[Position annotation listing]
* begin *
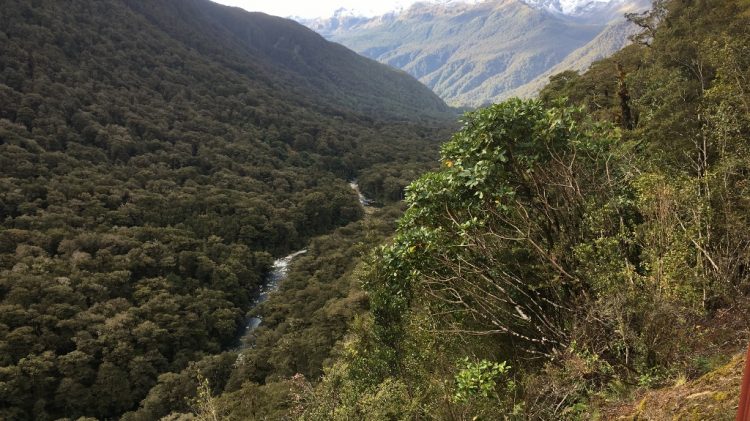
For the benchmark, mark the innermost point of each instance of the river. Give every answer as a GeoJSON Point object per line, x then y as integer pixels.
{"type": "Point", "coordinates": [273, 278]}
{"type": "Point", "coordinates": [277, 274]}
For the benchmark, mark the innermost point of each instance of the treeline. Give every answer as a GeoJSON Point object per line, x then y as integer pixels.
{"type": "Point", "coordinates": [571, 250]}
{"type": "Point", "coordinates": [145, 185]}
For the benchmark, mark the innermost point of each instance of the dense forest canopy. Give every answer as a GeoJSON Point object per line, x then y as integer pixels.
{"type": "Point", "coordinates": [569, 252]}
{"type": "Point", "coordinates": [154, 157]}
{"type": "Point", "coordinates": [572, 250]}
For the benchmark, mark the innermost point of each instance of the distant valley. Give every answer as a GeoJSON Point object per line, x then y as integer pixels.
{"type": "Point", "coordinates": [474, 53]}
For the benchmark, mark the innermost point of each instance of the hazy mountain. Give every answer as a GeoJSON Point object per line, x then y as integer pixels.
{"type": "Point", "coordinates": [154, 155]}
{"type": "Point", "coordinates": [478, 52]}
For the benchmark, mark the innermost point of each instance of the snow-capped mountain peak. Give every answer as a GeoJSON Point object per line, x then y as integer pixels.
{"type": "Point", "coordinates": [571, 7]}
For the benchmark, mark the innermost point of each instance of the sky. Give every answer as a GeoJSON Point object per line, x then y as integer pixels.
{"type": "Point", "coordinates": [317, 8]}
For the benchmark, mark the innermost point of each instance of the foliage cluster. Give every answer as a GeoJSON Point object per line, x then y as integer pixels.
{"type": "Point", "coordinates": [579, 238]}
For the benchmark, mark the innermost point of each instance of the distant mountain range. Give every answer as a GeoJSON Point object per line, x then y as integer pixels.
{"type": "Point", "coordinates": [477, 52]}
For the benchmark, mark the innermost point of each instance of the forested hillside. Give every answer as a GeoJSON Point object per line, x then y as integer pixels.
{"type": "Point", "coordinates": [573, 251]}
{"type": "Point", "coordinates": [154, 157]}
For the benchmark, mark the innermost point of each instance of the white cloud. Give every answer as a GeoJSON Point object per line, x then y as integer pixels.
{"type": "Point", "coordinates": [317, 8]}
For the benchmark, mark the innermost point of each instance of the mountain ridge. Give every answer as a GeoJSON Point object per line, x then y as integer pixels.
{"type": "Point", "coordinates": [475, 53]}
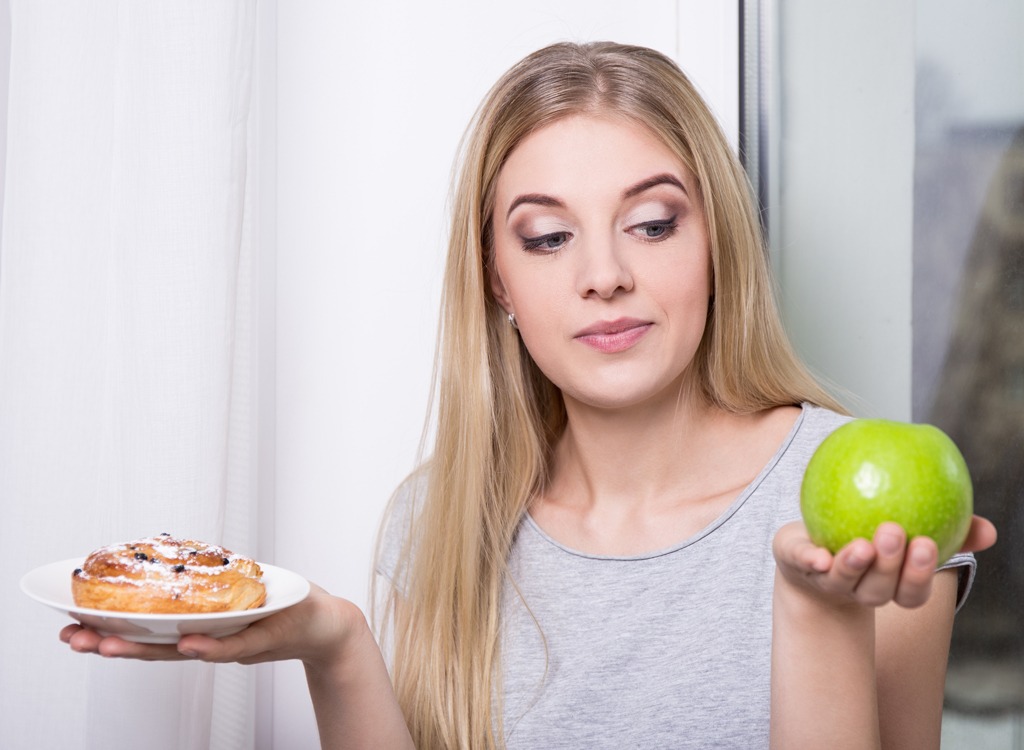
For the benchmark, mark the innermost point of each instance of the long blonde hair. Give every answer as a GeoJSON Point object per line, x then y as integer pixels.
{"type": "Point", "coordinates": [498, 417]}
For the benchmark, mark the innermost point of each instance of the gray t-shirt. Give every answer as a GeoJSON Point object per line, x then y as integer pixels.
{"type": "Point", "coordinates": [666, 650]}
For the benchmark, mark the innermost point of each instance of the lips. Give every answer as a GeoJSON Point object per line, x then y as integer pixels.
{"type": "Point", "coordinates": [613, 336]}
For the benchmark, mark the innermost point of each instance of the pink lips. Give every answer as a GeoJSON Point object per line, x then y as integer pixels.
{"type": "Point", "coordinates": [612, 336]}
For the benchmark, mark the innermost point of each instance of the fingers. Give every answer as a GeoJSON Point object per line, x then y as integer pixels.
{"type": "Point", "coordinates": [89, 641]}
{"type": "Point", "coordinates": [866, 573]}
{"type": "Point", "coordinates": [880, 569]}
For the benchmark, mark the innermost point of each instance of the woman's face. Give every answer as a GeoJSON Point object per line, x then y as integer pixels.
{"type": "Point", "coordinates": [601, 251]}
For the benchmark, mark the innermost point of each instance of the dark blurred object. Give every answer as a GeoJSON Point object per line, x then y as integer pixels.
{"type": "Point", "coordinates": [978, 400]}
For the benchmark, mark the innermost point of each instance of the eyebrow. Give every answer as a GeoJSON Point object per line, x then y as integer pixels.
{"type": "Point", "coordinates": [539, 199]}
{"type": "Point", "coordinates": [657, 179]}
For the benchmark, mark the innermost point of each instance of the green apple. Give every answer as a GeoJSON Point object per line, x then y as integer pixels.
{"type": "Point", "coordinates": [871, 470]}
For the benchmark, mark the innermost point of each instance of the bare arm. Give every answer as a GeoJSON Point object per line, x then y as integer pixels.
{"type": "Point", "coordinates": [911, 649]}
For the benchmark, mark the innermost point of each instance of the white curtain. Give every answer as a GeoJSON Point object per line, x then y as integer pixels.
{"type": "Point", "coordinates": [126, 368]}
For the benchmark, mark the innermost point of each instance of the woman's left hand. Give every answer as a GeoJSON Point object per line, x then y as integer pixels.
{"type": "Point", "coordinates": [868, 573]}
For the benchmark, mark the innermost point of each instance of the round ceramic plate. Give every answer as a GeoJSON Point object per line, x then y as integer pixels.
{"type": "Point", "coordinates": [50, 585]}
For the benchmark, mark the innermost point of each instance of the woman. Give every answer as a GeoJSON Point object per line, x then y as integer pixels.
{"type": "Point", "coordinates": [603, 549]}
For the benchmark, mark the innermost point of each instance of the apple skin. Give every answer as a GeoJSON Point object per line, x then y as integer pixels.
{"type": "Point", "coordinates": [872, 470]}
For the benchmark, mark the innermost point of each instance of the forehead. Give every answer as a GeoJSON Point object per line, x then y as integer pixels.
{"type": "Point", "coordinates": [586, 153]}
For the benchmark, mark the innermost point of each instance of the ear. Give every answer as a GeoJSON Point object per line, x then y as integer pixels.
{"type": "Point", "coordinates": [498, 288]}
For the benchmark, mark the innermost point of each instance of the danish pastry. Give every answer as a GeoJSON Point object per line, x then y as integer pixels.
{"type": "Point", "coordinates": [165, 575]}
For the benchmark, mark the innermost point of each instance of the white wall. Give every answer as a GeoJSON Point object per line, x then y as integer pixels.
{"type": "Point", "coordinates": [364, 108]}
{"type": "Point", "coordinates": [843, 218]}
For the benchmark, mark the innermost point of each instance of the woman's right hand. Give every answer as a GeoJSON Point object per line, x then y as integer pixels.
{"type": "Point", "coordinates": [348, 680]}
{"type": "Point", "coordinates": [312, 631]}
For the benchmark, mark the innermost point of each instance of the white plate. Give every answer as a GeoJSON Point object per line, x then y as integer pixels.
{"type": "Point", "coordinates": [50, 585]}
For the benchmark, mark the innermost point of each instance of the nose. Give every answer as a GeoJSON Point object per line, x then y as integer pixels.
{"type": "Point", "coordinates": [602, 269]}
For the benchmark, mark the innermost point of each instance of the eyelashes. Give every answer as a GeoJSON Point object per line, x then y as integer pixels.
{"type": "Point", "coordinates": [649, 232]}
{"type": "Point", "coordinates": [546, 243]}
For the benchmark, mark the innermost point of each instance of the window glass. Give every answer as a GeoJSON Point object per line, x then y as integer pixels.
{"type": "Point", "coordinates": [969, 325]}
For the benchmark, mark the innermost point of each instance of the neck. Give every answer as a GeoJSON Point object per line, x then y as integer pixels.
{"type": "Point", "coordinates": [634, 454]}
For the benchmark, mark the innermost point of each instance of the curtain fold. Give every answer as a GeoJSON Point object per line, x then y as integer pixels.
{"type": "Point", "coordinates": [126, 362]}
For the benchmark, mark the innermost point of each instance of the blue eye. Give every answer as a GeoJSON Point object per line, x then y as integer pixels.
{"type": "Point", "coordinates": [546, 243]}
{"type": "Point", "coordinates": [656, 230]}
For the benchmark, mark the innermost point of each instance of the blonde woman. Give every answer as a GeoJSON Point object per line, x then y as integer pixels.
{"type": "Point", "coordinates": [604, 549]}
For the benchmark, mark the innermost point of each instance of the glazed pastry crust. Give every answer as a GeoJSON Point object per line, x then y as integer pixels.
{"type": "Point", "coordinates": [168, 576]}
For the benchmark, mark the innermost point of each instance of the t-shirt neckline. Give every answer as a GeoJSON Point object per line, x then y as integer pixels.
{"type": "Point", "coordinates": [693, 539]}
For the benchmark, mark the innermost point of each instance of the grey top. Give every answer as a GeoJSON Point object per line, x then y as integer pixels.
{"type": "Point", "coordinates": [665, 650]}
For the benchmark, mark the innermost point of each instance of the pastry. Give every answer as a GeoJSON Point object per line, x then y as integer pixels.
{"type": "Point", "coordinates": [165, 575]}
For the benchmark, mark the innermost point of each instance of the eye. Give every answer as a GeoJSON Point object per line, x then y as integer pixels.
{"type": "Point", "coordinates": [655, 231]}
{"type": "Point", "coordinates": [546, 243]}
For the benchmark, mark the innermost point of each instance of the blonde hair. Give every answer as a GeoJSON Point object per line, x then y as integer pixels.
{"type": "Point", "coordinates": [498, 417]}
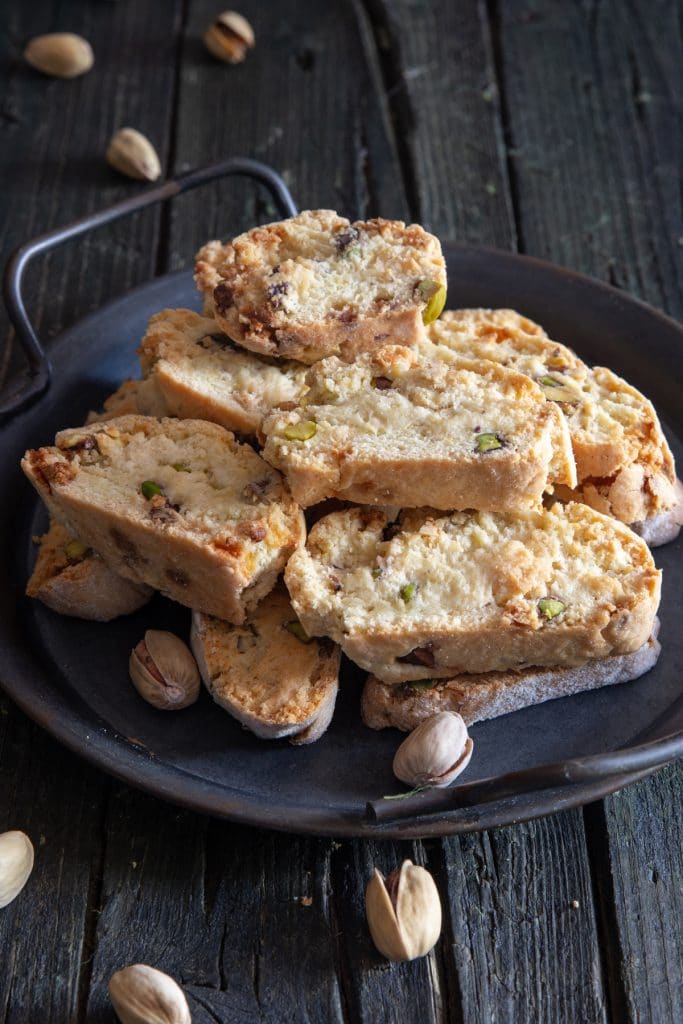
* end *
→ Set problem
In the listing above, rename "innermost point" to "central point" in the part that opens with the line containing "of the eye." and runs through the end of the listing. Leave everything else unchanged, and leave the pictures out of the answer.

→ Result
For the benchmark, mark the central point of each instance of the eye. Give every answer as a GeoJSON Point object per line, x then y as integer pixels.
{"type": "Point", "coordinates": [655, 231]}
{"type": "Point", "coordinates": [546, 243]}
For the benchmark, mark the central point of each instance of the blonde hair. Give every answer as a GeoJSON Point object per line, x then y as integer pixels.
{"type": "Point", "coordinates": [498, 417]}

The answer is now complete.